> [PROBLEM DETAILS]: Reproduce the records word for word, from the first line through the line containing "(1216, 620)", including both of those lines.

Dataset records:
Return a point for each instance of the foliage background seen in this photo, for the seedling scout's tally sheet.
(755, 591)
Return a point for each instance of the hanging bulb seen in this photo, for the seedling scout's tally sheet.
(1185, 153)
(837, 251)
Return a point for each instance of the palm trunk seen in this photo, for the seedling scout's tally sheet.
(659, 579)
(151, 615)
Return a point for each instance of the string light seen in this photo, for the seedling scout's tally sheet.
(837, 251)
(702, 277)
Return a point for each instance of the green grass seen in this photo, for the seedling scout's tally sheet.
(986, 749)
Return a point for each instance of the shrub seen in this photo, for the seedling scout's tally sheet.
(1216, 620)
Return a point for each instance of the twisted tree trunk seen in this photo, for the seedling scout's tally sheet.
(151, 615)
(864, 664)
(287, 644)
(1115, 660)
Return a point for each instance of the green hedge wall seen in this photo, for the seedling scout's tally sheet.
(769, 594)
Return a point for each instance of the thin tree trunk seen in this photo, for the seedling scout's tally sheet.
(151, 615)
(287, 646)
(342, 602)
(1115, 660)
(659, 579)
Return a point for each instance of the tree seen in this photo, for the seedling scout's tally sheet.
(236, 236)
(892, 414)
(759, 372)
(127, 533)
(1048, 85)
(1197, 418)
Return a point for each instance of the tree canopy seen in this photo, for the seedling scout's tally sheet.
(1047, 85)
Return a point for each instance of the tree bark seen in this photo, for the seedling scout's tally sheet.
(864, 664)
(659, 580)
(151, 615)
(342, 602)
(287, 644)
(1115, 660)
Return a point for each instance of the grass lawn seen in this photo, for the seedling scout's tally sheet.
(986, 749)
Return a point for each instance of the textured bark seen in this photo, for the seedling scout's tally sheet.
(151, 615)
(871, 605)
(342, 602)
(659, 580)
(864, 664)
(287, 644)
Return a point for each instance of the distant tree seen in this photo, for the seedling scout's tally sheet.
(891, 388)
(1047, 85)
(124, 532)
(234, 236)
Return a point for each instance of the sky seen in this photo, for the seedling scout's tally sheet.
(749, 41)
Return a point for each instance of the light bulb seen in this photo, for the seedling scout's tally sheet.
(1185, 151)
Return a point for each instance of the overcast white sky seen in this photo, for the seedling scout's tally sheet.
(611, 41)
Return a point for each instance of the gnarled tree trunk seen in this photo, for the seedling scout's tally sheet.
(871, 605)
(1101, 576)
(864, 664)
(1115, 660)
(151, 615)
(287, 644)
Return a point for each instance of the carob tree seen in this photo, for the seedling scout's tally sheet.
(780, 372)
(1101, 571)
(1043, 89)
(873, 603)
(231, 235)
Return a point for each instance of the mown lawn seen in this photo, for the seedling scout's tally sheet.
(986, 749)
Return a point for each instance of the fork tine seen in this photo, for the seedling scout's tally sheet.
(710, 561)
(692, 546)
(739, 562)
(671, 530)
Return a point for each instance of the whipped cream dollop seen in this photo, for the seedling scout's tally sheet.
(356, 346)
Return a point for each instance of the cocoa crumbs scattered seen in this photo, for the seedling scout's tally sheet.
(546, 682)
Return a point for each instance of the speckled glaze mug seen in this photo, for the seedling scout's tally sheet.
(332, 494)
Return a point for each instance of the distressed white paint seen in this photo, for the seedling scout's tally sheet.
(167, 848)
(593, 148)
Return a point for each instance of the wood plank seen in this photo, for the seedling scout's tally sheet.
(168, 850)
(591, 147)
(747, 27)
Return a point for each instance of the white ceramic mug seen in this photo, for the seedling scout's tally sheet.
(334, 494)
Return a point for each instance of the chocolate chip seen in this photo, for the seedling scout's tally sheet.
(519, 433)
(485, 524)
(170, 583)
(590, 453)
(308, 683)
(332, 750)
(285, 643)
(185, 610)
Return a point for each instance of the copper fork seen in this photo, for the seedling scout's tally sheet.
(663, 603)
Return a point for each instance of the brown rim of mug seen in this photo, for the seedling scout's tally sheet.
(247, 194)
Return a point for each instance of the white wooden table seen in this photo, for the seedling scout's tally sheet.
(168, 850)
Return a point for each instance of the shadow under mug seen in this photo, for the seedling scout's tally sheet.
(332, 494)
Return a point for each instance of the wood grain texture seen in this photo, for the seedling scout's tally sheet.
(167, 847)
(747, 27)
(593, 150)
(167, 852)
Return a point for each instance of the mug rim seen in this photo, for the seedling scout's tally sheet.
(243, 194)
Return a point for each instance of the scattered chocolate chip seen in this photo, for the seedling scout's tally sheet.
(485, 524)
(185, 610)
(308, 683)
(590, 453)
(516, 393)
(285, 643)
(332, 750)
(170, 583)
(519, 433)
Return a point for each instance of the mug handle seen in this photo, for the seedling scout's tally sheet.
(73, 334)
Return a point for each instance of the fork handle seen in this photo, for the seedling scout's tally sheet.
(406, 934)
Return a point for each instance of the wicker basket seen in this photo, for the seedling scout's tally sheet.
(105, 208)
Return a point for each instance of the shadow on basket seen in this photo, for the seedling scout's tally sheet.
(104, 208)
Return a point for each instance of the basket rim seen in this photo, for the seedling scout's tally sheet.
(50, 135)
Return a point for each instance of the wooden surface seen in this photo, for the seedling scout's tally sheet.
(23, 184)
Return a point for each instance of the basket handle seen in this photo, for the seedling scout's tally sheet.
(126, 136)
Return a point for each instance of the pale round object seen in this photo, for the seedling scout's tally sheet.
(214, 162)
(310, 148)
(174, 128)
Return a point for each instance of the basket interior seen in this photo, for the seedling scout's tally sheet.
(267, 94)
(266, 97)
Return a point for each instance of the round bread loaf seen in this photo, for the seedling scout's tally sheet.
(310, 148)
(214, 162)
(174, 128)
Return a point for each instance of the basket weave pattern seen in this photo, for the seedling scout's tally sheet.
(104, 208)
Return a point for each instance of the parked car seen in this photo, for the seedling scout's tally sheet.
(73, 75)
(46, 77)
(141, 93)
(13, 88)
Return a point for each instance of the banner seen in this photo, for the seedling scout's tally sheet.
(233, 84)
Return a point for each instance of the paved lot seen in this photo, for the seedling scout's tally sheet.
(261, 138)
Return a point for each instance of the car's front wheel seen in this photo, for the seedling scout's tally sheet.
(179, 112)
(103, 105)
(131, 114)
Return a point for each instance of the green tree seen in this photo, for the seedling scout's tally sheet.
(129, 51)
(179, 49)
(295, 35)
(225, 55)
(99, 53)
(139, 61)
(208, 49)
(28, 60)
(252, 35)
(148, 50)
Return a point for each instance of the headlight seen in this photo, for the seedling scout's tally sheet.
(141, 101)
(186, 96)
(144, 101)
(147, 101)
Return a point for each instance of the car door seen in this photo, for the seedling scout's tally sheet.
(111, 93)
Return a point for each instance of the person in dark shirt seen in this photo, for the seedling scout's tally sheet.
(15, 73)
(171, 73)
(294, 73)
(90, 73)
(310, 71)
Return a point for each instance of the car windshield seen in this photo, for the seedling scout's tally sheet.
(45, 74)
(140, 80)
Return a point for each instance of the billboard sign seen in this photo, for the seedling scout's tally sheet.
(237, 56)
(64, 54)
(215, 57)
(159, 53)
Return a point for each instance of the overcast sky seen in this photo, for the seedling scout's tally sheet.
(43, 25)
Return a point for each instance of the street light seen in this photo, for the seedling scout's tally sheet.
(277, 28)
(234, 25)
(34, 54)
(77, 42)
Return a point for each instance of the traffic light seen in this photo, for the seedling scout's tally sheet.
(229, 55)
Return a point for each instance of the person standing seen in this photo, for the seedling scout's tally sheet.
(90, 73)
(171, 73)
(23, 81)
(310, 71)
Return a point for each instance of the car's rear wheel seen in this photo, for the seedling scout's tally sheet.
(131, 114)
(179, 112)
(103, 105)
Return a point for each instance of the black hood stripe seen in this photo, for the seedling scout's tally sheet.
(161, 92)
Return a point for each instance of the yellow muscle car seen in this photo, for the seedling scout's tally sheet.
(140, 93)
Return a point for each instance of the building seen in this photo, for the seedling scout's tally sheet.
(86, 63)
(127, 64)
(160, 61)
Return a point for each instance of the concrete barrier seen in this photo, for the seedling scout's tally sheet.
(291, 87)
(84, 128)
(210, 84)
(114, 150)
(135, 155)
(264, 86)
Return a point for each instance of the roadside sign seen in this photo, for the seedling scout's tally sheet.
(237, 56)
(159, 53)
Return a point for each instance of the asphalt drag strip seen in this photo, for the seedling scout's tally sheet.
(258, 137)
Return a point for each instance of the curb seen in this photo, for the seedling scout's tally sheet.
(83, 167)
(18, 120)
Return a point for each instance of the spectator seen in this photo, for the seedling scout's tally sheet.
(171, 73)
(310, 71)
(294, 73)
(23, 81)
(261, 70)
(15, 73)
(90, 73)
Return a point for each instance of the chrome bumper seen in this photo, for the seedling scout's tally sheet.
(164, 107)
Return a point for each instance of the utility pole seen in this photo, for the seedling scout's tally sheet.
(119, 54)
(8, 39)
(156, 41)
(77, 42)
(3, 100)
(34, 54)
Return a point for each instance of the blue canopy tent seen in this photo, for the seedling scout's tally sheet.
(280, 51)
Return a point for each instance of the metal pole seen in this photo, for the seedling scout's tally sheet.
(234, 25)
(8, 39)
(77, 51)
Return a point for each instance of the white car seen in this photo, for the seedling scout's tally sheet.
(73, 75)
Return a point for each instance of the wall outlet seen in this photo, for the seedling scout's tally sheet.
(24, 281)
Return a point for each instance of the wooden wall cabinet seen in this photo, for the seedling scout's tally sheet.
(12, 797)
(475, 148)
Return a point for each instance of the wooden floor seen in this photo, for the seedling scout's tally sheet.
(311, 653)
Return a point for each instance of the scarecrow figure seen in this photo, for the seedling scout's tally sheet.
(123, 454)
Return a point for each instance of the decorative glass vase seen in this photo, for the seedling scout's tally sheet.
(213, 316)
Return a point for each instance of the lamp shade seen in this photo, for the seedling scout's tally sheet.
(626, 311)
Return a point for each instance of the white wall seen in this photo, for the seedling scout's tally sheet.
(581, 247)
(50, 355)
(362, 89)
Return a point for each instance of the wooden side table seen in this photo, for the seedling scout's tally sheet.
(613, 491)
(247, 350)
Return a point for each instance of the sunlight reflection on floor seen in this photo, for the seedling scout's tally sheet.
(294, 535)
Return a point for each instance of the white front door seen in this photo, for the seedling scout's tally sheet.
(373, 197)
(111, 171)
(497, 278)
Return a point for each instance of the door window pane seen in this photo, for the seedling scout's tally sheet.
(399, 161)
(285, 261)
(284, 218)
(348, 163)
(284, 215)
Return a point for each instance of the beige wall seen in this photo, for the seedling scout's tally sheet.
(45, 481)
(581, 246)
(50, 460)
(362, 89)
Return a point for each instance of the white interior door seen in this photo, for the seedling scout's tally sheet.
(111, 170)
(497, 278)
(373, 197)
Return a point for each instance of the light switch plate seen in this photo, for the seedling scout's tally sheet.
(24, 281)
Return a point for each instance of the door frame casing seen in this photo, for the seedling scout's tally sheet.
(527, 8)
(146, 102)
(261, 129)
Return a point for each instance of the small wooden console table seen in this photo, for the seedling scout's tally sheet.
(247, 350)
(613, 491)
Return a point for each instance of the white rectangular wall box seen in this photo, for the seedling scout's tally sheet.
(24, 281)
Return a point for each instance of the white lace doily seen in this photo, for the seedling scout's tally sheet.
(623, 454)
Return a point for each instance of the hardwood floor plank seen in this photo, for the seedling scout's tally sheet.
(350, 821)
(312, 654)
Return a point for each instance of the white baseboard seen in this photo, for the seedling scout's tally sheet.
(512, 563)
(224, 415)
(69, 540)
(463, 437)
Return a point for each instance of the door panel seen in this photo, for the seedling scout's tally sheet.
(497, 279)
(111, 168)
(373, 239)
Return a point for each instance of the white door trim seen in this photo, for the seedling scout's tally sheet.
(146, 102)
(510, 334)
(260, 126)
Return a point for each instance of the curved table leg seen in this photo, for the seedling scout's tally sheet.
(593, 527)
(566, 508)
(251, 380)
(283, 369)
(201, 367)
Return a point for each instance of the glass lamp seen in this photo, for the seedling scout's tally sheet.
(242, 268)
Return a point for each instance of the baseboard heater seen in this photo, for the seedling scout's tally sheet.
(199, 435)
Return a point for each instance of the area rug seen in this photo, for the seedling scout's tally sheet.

> [EXERCISE SOLUTION]:
Return a point for each instance of the foliage background seen in this photo, for the seedling scout's tally sheet.
(755, 591)
Return a point for each instance of the hanging bulb seen in this photo, for the seedling scout's tally sheet.
(1185, 153)
(837, 251)
Return a point for each instance of the palm trunk seen in this photo, for the seedling scout's tally sheet.
(659, 579)
(151, 615)
Return a point for each instance of the string light seen in this photo, for the seedling scout's tally sheet.
(837, 251)
(702, 277)
Return a point for each instance of the green grass seen in this photo, for the seedling scout's tally sheet.
(986, 749)
Return a point for each instance of the shrub seen in this photo, for the seedling scout's tally sheet.
(1216, 620)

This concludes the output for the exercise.